Would you restate each entry word for word, omitting the pictures?
[Dataset records Boundary: Start]
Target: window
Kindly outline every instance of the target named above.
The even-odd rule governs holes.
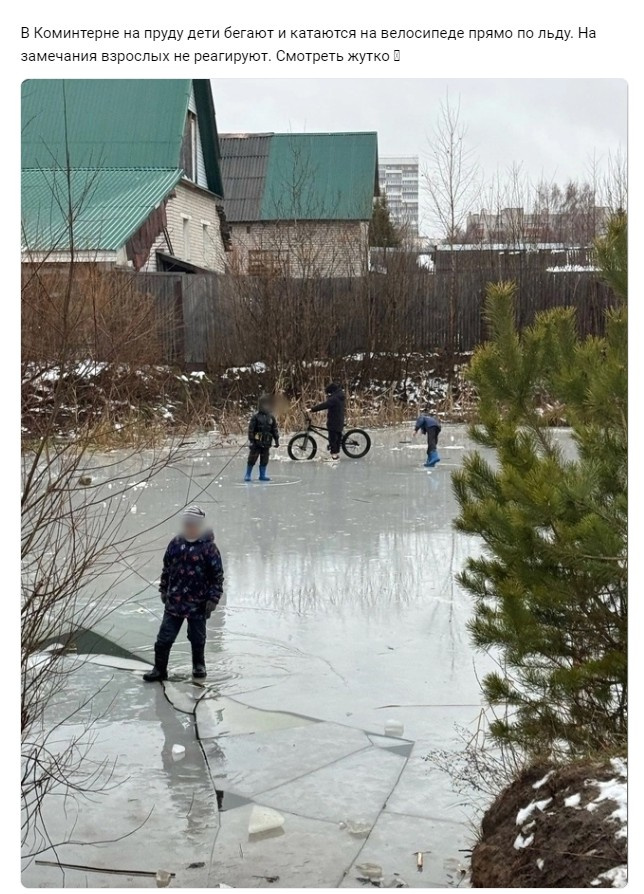
[[[193,183],[197,182],[197,140],[197,116],[188,112],[181,144],[181,167],[185,176]]]
[[[183,260],[190,260],[190,218],[186,217],[186,215],[182,215],[183,218]]]
[[[287,276],[289,269],[287,251],[251,249],[248,252],[250,276]]]
[[[197,168],[197,146],[199,145],[199,134],[197,133],[197,116],[190,113],[190,145],[192,148],[192,177],[195,183],[198,177]]]

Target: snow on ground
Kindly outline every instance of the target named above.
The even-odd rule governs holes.
[[[593,781],[590,785],[595,785],[599,789],[599,794],[594,801],[586,807],[586,810],[597,810],[597,806],[603,801],[612,801],[616,807],[610,814],[610,819],[615,820],[618,829],[615,832],[616,838],[627,837],[627,820],[628,820],[628,772],[626,761],[621,758],[613,758],[611,765],[617,775],[608,782]]]
[[[524,807],[523,810],[517,813],[517,826],[524,826],[535,810],[540,810],[543,813],[551,802],[552,798],[545,798],[543,801],[532,801],[531,804],[528,804],[527,807]]]

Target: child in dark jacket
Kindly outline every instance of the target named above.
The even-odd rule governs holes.
[[[279,447],[280,433],[277,419],[273,416],[273,402],[268,394],[262,394],[257,412],[251,416],[248,424],[248,464],[244,481],[250,481],[253,466],[259,459],[259,480],[270,481],[266,474],[266,466],[271,455],[271,446]]]
[[[309,413],[319,413],[326,410],[326,427],[329,432],[329,450],[331,459],[340,458],[342,446],[342,429],[344,428],[344,391],[335,382],[331,382],[324,389],[327,399],[321,404],[311,407]]]
[[[422,431],[423,434],[427,435],[427,459],[425,460],[425,467],[433,469],[434,466],[441,461],[437,449],[438,436],[441,431],[440,423],[434,416],[428,416],[423,413],[416,420],[414,437],[416,437],[419,431]]]
[[[221,599],[224,566],[205,522],[206,514],[198,506],[184,509],[181,533],[165,551],[159,585],[165,611],[154,645],[154,667],[143,674],[148,683],[168,679],[170,650],[184,621],[192,646],[192,675],[206,676],[206,620]]]

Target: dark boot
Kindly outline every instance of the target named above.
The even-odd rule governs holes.
[[[203,680],[208,676],[204,646],[192,647],[192,676],[195,680]]]
[[[154,667],[152,670],[143,674],[146,683],[160,683],[162,680],[168,679],[168,658],[170,657],[170,647],[160,646],[155,643],[154,646]]]
[[[271,479],[266,474],[266,466],[259,467],[259,480],[260,481],[270,481]]]

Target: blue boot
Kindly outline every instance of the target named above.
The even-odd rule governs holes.
[[[253,474],[253,467],[246,466],[246,474],[244,475],[244,481],[250,481],[250,476]]]
[[[271,479],[266,474],[266,466],[259,467],[259,480],[260,481],[270,481]]]
[[[438,450],[432,450],[432,452],[431,452],[431,453],[429,454],[429,456],[427,457],[427,462],[425,463],[425,465],[426,465],[428,468],[433,469],[434,466],[435,466],[437,463],[439,463],[440,461],[441,461],[441,458],[440,458],[440,456],[438,455]]]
[Dataset records Boundary: End]
_Reply:_
Target: window
Kindly outline every instance of the target named above.
The even-odd rule governs holes.
[[[193,183],[197,182],[197,140],[197,116],[188,112],[181,144],[181,167],[185,176]]]
[[[183,260],[190,260],[190,218],[186,217],[186,215],[182,215],[183,218]]]
[[[287,276],[289,269],[287,251],[251,249],[248,252],[250,276]]]
[[[197,168],[197,146],[199,145],[199,134],[197,133],[197,116],[190,113],[190,145],[192,148],[192,177],[195,183],[198,177]]]

Target: snow on ground
Kindly outline every instance of the target named above.
The even-odd rule governs holes.
[[[593,781],[590,785],[595,785],[599,789],[599,794],[594,801],[586,807],[586,810],[597,810],[597,806],[603,801],[612,801],[616,807],[610,814],[610,819],[615,820],[618,829],[615,832],[616,838],[627,837],[627,820],[628,820],[628,772],[626,761],[621,758],[613,758],[611,765],[617,775],[608,782]]]
[[[524,807],[523,810],[517,813],[517,826],[524,826],[535,810],[540,810],[543,813],[551,802],[552,798],[545,798],[543,801],[532,801],[531,804],[528,804],[527,807]]]

Target: child in dark jacket
Kindly outline every instance of the target named above.
The even-odd rule governs holes.
[[[279,447],[280,433],[277,419],[273,416],[273,402],[268,394],[262,394],[257,412],[251,416],[248,424],[248,464],[244,481],[250,481],[253,466],[259,459],[259,480],[270,481],[266,474],[266,466],[271,455],[271,446]]]
[[[309,413],[319,413],[326,410],[326,427],[329,432],[329,450],[331,459],[340,458],[342,446],[342,429],[344,428],[344,391],[335,382],[331,382],[324,389],[327,399],[321,404],[311,407]]]
[[[422,431],[423,434],[427,435],[427,459],[425,460],[425,467],[433,469],[434,466],[441,461],[437,449],[438,436],[441,431],[440,423],[434,416],[428,416],[423,413],[416,420],[414,437],[416,437],[419,431]]]
[[[221,599],[224,566],[205,522],[206,514],[198,506],[184,509],[181,533],[165,551],[159,585],[165,611],[154,645],[154,667],[143,674],[148,683],[168,679],[170,650],[184,621],[192,646],[192,675],[206,676],[206,620]]]

Target: dark boot
Kindly outline every instance of the target named above.
The even-odd rule governs holes.
[[[203,680],[208,676],[204,646],[192,647],[192,676],[195,680]]]
[[[154,667],[152,670],[143,674],[146,683],[160,683],[162,680],[168,679],[168,658],[170,657],[170,647],[160,646],[155,643],[154,646]]]
[[[271,479],[266,474],[266,466],[259,467],[259,480],[260,481],[270,481]]]

Target: blue boot
Kindly outline every instance of the target named above.
The even-odd rule governs holes.
[[[253,474],[253,467],[246,466],[246,474],[244,475],[244,481],[250,481],[250,476]]]
[[[271,479],[266,474],[266,466],[259,467],[259,480],[260,481],[270,481]]]
[[[438,450],[432,450],[432,452],[431,452],[431,453],[429,454],[429,456],[427,457],[427,462],[425,463],[425,465],[426,465],[428,468],[433,469],[434,466],[435,466],[437,463],[439,463],[440,461],[441,461],[441,458],[440,458],[440,456],[438,455]]]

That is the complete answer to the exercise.